Set task >> Rewrite the listing starting at the line containing "Where can the mount fuji" and ending at the final line of the listing, swapping "mount fuji" for "snowy peak" and leaving everything else as it is.

[BEGIN Extracted entries]

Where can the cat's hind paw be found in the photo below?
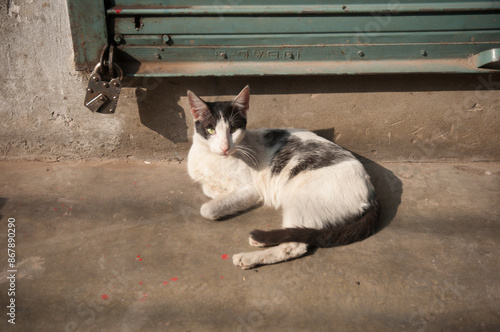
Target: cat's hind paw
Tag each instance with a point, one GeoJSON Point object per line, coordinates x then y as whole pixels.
{"type": "Point", "coordinates": [244, 260]}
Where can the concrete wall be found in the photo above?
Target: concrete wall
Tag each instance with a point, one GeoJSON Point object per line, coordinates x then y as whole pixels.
{"type": "Point", "coordinates": [384, 118]}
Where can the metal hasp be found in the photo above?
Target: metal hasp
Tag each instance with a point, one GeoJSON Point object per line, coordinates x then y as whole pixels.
{"type": "Point", "coordinates": [290, 37]}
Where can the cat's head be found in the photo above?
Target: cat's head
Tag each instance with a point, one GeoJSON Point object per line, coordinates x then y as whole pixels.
{"type": "Point", "coordinates": [221, 125]}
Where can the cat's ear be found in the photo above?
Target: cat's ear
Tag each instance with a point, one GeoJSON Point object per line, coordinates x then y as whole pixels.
{"type": "Point", "coordinates": [241, 102]}
{"type": "Point", "coordinates": [198, 107]}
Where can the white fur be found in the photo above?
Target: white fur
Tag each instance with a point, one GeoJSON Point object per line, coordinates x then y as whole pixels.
{"type": "Point", "coordinates": [234, 171]}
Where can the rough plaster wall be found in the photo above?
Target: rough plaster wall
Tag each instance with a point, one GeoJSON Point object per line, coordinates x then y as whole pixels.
{"type": "Point", "coordinates": [387, 117]}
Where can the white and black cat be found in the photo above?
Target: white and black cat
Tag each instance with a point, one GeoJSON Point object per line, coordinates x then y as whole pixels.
{"type": "Point", "coordinates": [324, 191]}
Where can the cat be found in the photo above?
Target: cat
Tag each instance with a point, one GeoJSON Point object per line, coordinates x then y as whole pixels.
{"type": "Point", "coordinates": [324, 192]}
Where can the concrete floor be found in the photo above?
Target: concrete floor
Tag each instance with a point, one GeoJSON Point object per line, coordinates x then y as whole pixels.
{"type": "Point", "coordinates": [120, 246]}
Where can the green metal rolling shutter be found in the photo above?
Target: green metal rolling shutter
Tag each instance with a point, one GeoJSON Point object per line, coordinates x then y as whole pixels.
{"type": "Point", "coordinates": [238, 37]}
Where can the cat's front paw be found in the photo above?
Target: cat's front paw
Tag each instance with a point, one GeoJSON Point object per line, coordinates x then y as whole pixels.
{"type": "Point", "coordinates": [207, 211]}
{"type": "Point", "coordinates": [244, 260]}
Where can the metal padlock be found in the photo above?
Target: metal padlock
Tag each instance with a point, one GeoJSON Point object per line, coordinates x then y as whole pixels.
{"type": "Point", "coordinates": [102, 94]}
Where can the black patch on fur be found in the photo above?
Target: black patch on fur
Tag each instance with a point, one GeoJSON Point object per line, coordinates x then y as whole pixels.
{"type": "Point", "coordinates": [276, 137]}
{"type": "Point", "coordinates": [221, 111]}
{"type": "Point", "coordinates": [310, 154]}
{"type": "Point", "coordinates": [354, 230]}
{"type": "Point", "coordinates": [314, 155]}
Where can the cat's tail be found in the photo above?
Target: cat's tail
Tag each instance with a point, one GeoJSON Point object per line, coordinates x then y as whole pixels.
{"type": "Point", "coordinates": [354, 231]}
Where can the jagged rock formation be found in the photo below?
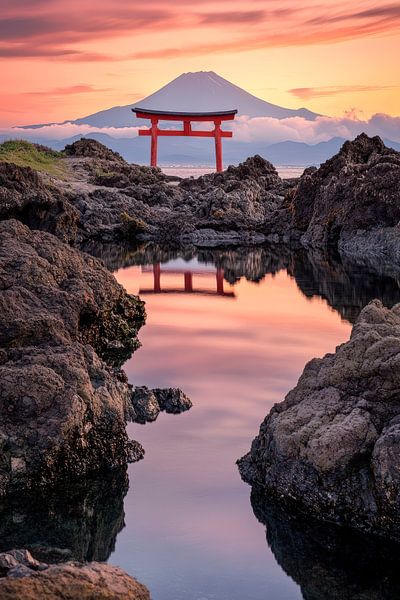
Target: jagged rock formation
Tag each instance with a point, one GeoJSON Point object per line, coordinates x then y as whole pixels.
{"type": "Point", "coordinates": [147, 404]}
{"type": "Point", "coordinates": [331, 448]}
{"type": "Point", "coordinates": [74, 522]}
{"type": "Point", "coordinates": [357, 189]}
{"type": "Point", "coordinates": [102, 197]}
{"type": "Point", "coordinates": [62, 406]}
{"type": "Point", "coordinates": [26, 196]}
{"type": "Point", "coordinates": [24, 577]}
{"type": "Point", "coordinates": [326, 561]}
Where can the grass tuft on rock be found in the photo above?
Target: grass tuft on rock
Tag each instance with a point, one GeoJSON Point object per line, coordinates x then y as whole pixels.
{"type": "Point", "coordinates": [40, 158]}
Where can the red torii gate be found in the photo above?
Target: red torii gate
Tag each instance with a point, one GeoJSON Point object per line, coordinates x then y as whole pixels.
{"type": "Point", "coordinates": [186, 117]}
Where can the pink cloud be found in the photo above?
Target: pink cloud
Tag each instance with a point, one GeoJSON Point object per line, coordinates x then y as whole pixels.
{"type": "Point", "coordinates": [40, 28]}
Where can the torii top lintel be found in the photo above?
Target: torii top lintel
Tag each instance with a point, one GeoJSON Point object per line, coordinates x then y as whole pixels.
{"type": "Point", "coordinates": [186, 117]}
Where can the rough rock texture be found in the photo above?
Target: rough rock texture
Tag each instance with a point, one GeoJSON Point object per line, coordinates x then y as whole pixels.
{"type": "Point", "coordinates": [357, 189]}
{"type": "Point", "coordinates": [147, 404]}
{"type": "Point", "coordinates": [332, 447]}
{"type": "Point", "coordinates": [72, 522]}
{"type": "Point", "coordinates": [23, 577]}
{"type": "Point", "coordinates": [329, 562]}
{"type": "Point", "coordinates": [25, 195]}
{"type": "Point", "coordinates": [62, 407]}
{"type": "Point", "coordinates": [102, 197]}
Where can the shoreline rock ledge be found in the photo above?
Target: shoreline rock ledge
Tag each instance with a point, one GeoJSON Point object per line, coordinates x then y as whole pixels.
{"type": "Point", "coordinates": [21, 576]}
{"type": "Point", "coordinates": [64, 324]}
{"type": "Point", "coordinates": [332, 447]}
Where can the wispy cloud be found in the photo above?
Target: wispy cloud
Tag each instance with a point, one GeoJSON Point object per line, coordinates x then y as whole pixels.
{"type": "Point", "coordinates": [43, 28]}
{"type": "Point", "coordinates": [259, 129]}
{"type": "Point", "coordinates": [308, 93]}
{"type": "Point", "coordinates": [68, 90]}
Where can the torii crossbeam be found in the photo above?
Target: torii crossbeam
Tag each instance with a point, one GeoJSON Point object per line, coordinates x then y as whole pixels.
{"type": "Point", "coordinates": [187, 118]}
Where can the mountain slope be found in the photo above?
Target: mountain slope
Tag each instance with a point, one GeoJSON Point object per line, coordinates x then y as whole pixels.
{"type": "Point", "coordinates": [202, 91]}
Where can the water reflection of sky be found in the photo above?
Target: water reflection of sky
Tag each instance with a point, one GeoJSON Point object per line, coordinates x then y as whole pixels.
{"type": "Point", "coordinates": [190, 530]}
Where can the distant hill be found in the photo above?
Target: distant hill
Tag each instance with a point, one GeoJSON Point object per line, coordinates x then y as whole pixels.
{"type": "Point", "coordinates": [202, 91]}
{"type": "Point", "coordinates": [197, 151]}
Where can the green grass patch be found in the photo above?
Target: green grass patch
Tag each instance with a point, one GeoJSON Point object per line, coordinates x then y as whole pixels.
{"type": "Point", "coordinates": [39, 158]}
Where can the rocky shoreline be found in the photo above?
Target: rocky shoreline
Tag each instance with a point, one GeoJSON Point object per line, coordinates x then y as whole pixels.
{"type": "Point", "coordinates": [66, 327]}
{"type": "Point", "coordinates": [331, 448]}
{"type": "Point", "coordinates": [349, 205]}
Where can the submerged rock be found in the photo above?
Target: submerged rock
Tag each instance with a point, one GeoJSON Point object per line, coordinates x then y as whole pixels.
{"type": "Point", "coordinates": [62, 407]}
{"type": "Point", "coordinates": [329, 562]}
{"type": "Point", "coordinates": [147, 404]}
{"type": "Point", "coordinates": [24, 577]}
{"type": "Point", "coordinates": [26, 196]}
{"type": "Point", "coordinates": [357, 189]}
{"type": "Point", "coordinates": [77, 521]}
{"type": "Point", "coordinates": [332, 447]}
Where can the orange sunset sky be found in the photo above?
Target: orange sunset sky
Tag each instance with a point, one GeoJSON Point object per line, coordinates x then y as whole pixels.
{"type": "Point", "coordinates": [62, 60]}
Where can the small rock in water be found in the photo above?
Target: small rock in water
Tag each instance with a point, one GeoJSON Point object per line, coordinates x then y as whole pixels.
{"type": "Point", "coordinates": [147, 403]}
{"type": "Point", "coordinates": [27, 578]}
{"type": "Point", "coordinates": [135, 451]}
{"type": "Point", "coordinates": [172, 400]}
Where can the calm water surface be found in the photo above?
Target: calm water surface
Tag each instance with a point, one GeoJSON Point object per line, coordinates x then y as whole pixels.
{"type": "Point", "coordinates": [190, 529]}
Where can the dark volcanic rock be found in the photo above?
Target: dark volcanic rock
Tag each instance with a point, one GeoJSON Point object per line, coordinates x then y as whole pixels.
{"type": "Point", "coordinates": [357, 189]}
{"type": "Point", "coordinates": [62, 407]}
{"type": "Point", "coordinates": [73, 522]}
{"type": "Point", "coordinates": [329, 562]}
{"type": "Point", "coordinates": [25, 195]}
{"type": "Point", "coordinates": [332, 447]}
{"type": "Point", "coordinates": [28, 579]}
{"type": "Point", "coordinates": [88, 148]}
{"type": "Point", "coordinates": [102, 197]}
{"type": "Point", "coordinates": [147, 404]}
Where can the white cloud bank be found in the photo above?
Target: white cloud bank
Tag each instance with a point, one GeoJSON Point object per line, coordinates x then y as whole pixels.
{"type": "Point", "coordinates": [246, 129]}
{"type": "Point", "coordinates": [297, 129]}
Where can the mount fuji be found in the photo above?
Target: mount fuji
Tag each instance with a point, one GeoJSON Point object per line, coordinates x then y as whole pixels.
{"type": "Point", "coordinates": [204, 91]}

[END Extracted entries]

Solved problem >>
Where can the snowy peak be found in the photo above?
Target: snowy peak
Tag each instance with a point, one GeoJSON Point object per line, coordinates x then y as whole pixels.
{"type": "Point", "coordinates": [204, 91]}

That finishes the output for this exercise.